:: Consigne ::
Répondez aux questions suivantes d'après l'extrait de décision de justice ci-dessous :
(a) À quelle date la chambre commerciale de la Cour de cassation a-t-elle rendu son arrêt ?
(b) Quelle somme la société BONOMI réclame-t-elle à titre de dommages et intérêts ?
(c) À quelle date la société VOLVO AUTOMOBILES FRANCE a-t-elle signifié ses dernières écritures ?

== Extrait du document

Par arrêt rendu le 7 avril 1998, la X... Commerciale de la Cour de Cassation a cassé et annulé en toutes ces dispositions l'arrêt du 28 avril 1996 pour manque de base légale, au motif que la Cour d'appel de Paris avait considéré qu'à défaut d'accord préalable entre les parties il restait de la seule responsabilité du concédant de déterminer à partir d'estimations objectives l'engagement minimal de 80% des objectifs de vente de la marque sans vérifier de façon concrète que, à partir des éléments de preuves dont il appartenait à
la société VOLVO FRANCE de justifier, si ce taux minimal de 80% avait été fixé de façon objective, en tenant compte de critères proportionnels calculés à partir de l'évolution des performances de la marque relevées périodiquement. L'affaire a été renvoyée devant la Cour d'appel de céans. MOYENS DES PARTIES
En l'état de ses dernières conclusions signifiées le 28 août 2000, auxquelles il est expressément renvoyé pour plus ample exposé de son argumentation conformément aux dispositions de l'article 455, alinéa 1, du nouveau Code de procédure civile, la société BONOMI conclut à l'infirmation du jugement entrepris en toutes ses dispositions et demande à la Cour de juger au visa des dispositions de l'article 85-1 du Traité instituant la Communauté européenne que pour résilier le contrat de concession, la société VOLVO AUTOMOBILE FRANCE s'est prévalue d'une clause non exemptée qui encourt par conséquent la nullité.
L'appelante, qui invoque la violation par la société VOLVO AUTOMOBILE FRANCE des dispositions des articles 1134 et 1135 du Code civil, soutient que la résiliation du contrat lui a été opposée de manière brutale et injustifiée, au mépris de ses intérêts, et réclame en conséquence la condamnation de la société VOLVO AUTOMOBILE FRANCE à lui payer une somme de 2.191.000 francs à titre de dommages et intérêts, ainsi qu'une somme de 50.000 francs au titre de l'article 700 du nouveau Code de procédure civile.
La société VOLVO AUTOMOBILES FRANCE, dans ses dernières écritures signifiées le 26 juin 2000, auxquelles il est également expressément renvoyé pour plus ample exposé de son argumentation conformément aux dispositions de l'article 455, alinéa 1, du nouveau Code de procédure civile, conclut au débouté en soutenant qu'elle n'a pas engagé sa responsabilité en résiliant le contrat de concession et l'obligation d'objectifs souscrite par le concessionnaire est conforme au
règlement Communauté économique européenne 123/85.
À titre subsidiaire, elle fait valoir que la société BONOMI ne rapporte pas la preuve de la nullité de l'engagement d'objectifs au regard de l'article 85, paragraphe 1er et 2, du Traité de Rome et affirme que l'appelante n'a respecté ni son obligation d'objectifs, ni son obligation de rendement suffisant. Elle conteste par ailleurs que les parties aient été liées par un mandat d'intérêt commun ou par un contrat d'intérêt commun.

====
== Données extraites

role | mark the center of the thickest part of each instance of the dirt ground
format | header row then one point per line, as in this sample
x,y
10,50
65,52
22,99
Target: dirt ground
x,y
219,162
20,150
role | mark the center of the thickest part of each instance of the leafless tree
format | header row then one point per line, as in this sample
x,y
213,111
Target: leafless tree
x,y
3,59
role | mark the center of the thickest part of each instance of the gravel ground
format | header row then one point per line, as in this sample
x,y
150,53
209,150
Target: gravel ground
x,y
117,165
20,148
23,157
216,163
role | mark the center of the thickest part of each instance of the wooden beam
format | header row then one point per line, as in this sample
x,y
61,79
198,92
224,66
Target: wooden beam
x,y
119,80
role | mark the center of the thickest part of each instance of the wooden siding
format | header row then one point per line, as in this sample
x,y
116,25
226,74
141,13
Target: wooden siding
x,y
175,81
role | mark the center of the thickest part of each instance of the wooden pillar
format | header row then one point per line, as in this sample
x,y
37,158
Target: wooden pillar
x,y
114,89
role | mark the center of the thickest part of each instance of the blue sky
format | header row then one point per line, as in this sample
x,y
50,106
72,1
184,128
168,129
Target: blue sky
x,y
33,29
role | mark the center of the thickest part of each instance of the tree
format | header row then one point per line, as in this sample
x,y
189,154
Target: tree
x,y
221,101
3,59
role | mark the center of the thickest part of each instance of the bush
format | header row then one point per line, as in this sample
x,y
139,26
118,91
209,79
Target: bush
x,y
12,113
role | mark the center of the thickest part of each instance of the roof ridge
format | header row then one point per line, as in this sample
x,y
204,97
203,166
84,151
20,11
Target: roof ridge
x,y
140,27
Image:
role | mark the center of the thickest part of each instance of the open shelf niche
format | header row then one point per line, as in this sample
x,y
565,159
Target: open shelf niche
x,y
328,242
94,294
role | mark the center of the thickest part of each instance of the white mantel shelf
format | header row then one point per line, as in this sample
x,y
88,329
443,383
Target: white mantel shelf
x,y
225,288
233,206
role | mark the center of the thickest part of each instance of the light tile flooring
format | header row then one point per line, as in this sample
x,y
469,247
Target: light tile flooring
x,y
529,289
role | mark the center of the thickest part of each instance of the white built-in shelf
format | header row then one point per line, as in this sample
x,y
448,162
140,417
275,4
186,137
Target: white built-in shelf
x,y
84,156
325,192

====

:: Réponse ::
(a) Le 7 avril 1998.
(b) 2.191.000 francs.
(c) Le 26 juin 2000.